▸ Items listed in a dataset
_ _ _

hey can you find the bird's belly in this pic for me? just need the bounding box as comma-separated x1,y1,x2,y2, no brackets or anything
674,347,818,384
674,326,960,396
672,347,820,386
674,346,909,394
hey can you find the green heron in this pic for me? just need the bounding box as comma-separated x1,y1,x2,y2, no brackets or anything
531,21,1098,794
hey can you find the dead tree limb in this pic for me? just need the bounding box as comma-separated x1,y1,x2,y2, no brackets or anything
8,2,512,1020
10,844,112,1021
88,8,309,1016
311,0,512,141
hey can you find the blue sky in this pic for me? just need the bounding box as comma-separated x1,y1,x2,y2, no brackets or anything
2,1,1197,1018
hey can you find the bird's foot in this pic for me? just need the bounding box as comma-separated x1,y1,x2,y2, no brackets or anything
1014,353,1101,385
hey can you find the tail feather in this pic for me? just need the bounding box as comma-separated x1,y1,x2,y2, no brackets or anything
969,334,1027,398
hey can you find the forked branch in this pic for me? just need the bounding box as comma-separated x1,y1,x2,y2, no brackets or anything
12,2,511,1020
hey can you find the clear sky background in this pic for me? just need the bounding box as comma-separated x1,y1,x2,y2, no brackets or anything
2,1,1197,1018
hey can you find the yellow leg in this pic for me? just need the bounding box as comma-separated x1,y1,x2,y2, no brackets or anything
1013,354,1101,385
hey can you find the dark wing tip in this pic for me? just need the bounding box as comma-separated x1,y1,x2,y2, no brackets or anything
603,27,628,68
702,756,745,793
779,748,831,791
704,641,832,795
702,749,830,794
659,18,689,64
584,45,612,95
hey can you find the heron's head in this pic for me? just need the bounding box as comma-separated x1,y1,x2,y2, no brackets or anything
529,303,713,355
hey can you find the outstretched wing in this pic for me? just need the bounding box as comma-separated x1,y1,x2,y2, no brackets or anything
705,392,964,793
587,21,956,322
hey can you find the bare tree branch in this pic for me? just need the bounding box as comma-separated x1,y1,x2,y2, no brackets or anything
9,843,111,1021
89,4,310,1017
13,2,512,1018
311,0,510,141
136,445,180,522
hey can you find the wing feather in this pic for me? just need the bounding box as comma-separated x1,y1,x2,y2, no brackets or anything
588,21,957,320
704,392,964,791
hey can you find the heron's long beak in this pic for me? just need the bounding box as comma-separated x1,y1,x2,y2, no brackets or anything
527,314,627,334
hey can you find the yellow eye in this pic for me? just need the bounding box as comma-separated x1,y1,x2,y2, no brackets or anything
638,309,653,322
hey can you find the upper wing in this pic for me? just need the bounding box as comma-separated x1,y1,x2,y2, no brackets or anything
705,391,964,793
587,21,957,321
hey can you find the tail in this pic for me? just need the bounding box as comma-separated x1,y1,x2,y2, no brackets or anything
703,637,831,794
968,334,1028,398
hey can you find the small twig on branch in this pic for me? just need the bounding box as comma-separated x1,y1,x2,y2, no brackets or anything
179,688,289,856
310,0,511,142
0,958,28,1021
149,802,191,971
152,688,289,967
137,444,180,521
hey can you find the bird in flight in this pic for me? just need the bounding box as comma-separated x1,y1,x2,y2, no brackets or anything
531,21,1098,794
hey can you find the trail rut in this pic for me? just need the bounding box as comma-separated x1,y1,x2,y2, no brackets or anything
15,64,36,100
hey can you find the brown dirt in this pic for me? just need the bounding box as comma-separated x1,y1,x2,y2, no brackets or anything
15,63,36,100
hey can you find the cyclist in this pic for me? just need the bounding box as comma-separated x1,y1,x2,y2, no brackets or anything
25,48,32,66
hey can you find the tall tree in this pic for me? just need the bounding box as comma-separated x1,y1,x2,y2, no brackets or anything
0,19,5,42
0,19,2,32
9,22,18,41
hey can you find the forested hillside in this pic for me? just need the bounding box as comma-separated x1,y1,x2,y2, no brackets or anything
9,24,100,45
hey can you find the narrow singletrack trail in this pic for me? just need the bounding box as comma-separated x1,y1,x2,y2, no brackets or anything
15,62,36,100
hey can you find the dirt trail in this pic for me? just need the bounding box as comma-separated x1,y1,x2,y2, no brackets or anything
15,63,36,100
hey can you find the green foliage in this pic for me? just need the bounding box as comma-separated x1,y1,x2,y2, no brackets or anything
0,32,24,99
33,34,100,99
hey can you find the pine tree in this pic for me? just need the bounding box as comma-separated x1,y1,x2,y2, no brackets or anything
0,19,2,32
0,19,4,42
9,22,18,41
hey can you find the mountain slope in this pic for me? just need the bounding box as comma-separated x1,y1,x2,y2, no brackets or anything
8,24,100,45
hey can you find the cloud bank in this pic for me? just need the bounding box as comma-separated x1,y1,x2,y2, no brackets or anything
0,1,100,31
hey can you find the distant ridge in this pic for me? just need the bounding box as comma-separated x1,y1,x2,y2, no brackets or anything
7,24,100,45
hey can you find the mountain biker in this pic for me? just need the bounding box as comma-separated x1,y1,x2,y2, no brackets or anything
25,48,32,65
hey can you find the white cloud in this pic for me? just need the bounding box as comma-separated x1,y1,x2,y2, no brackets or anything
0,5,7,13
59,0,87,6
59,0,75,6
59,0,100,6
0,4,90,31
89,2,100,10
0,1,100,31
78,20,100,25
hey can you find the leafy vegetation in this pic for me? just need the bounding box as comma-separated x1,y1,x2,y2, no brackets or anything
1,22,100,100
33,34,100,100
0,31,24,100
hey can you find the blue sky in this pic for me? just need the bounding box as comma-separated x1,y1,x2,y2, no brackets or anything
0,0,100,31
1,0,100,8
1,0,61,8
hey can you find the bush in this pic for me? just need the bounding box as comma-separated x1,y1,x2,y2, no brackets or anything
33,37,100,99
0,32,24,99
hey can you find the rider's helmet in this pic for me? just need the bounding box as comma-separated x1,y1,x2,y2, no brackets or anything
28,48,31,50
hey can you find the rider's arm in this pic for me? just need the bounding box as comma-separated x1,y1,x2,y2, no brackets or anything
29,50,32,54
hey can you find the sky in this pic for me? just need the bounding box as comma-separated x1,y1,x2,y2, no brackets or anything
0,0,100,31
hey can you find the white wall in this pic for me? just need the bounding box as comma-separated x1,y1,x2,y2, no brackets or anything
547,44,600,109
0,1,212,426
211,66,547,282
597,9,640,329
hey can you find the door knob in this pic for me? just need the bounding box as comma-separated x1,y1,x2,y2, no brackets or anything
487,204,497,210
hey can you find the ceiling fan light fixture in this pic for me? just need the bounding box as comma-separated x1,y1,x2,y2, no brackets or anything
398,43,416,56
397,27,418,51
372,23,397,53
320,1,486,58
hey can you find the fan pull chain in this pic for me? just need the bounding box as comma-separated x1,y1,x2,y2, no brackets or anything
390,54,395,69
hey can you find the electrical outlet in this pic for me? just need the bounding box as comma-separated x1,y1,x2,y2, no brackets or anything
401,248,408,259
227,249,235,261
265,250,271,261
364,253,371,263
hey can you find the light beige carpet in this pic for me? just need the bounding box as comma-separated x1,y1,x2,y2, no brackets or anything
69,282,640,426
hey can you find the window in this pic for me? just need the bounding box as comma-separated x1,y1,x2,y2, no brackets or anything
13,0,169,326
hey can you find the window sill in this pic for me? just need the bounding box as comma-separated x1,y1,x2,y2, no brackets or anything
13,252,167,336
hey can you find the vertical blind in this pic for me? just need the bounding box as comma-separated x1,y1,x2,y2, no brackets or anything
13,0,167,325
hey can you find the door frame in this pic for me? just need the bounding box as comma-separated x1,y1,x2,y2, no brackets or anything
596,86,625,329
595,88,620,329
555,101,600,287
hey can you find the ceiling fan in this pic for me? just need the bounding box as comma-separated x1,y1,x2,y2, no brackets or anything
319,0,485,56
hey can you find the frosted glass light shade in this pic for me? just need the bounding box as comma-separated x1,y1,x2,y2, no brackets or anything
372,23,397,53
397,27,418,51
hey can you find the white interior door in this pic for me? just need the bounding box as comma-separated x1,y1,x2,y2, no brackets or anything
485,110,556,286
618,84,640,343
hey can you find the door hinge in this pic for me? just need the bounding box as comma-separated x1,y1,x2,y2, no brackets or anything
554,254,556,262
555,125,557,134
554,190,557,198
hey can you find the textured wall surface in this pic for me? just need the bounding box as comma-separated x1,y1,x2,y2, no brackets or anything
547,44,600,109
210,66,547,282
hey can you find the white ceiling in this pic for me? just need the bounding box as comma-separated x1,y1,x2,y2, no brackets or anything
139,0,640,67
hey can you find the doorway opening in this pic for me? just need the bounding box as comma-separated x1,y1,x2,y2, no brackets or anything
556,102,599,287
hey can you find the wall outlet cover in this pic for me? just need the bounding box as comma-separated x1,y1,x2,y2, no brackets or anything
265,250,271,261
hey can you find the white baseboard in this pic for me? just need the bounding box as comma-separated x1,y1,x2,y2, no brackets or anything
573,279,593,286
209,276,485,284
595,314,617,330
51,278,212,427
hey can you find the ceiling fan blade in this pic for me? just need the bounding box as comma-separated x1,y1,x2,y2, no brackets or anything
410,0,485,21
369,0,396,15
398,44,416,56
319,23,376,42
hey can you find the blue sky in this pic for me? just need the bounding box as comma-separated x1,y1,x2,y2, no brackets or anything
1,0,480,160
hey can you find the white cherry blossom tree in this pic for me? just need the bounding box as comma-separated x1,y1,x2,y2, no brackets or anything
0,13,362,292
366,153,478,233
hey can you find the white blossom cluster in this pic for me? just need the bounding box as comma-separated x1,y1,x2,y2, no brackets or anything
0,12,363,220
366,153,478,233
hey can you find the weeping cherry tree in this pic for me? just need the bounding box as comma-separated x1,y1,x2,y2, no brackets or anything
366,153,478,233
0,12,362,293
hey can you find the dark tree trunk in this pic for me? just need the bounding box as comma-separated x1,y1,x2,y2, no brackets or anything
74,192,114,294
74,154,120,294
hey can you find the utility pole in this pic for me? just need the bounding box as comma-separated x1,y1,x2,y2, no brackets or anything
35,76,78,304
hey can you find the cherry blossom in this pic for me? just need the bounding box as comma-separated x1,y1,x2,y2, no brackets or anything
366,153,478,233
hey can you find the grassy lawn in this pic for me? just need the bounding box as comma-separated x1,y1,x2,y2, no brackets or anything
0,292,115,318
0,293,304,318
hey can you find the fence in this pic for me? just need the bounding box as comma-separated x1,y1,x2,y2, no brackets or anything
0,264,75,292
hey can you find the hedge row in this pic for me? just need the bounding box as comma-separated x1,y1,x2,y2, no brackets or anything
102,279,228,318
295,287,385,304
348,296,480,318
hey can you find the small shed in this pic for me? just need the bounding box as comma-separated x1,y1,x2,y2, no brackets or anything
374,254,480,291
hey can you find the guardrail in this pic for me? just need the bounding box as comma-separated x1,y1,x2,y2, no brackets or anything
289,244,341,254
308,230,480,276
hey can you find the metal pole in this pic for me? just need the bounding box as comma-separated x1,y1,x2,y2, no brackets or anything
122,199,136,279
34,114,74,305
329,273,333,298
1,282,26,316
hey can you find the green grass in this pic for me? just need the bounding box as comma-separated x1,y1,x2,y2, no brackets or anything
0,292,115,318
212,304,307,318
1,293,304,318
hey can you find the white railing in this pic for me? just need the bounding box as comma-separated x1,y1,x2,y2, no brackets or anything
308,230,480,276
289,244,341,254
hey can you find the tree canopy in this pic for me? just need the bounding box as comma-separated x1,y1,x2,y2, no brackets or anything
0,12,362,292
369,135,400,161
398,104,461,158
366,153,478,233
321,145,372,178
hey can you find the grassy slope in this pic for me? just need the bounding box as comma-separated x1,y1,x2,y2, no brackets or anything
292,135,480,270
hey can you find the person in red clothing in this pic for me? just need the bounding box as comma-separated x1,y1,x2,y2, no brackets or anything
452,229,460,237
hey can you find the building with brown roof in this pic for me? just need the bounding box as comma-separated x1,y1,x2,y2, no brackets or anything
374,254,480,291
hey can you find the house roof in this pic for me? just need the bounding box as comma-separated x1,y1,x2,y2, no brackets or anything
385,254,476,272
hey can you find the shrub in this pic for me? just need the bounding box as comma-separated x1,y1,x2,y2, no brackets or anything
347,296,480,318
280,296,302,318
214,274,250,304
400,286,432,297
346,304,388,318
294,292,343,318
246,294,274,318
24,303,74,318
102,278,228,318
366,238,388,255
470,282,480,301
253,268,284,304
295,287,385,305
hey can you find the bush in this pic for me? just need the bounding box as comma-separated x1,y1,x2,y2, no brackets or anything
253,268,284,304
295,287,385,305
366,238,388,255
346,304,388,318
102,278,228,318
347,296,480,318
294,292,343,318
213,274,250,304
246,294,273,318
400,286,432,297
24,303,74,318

_ _ _

▸ TASK OBJECTIVE
Whatever lies between the line containing "hey can you find the building" and the final line above, both included, must be returned exactly.

▸ EXPECTED ANSWER
hey can you find the building with brown roof in this pic for me? just need the bounding box as comma-separated x1,y1,x2,y2, no brackets or anything
374,254,480,291
hey can you find the house roof in this pic for me? just need the bounding box as comma-separated x1,y1,x2,y2, no brackets or anything
385,254,476,272
hey can you find the shrub in this pic for me? just need the bounding box as comma-separated x1,y1,x2,y2, no brackets or anything
347,296,480,318
280,296,302,318
214,274,250,304
400,286,432,297
346,304,388,318
294,292,343,318
246,294,274,318
24,303,74,318
102,278,228,318
366,238,388,255
470,282,480,301
253,268,284,304
295,287,385,305
hey can you find the bush in this pic for me? just need the bounding box as comma-separated x1,y1,x2,y2, no brackets or anything
253,268,284,304
295,287,385,305
366,238,388,255
346,304,388,318
102,278,228,318
347,296,480,318
294,292,343,318
213,274,250,304
246,294,273,318
400,286,432,297
24,303,74,318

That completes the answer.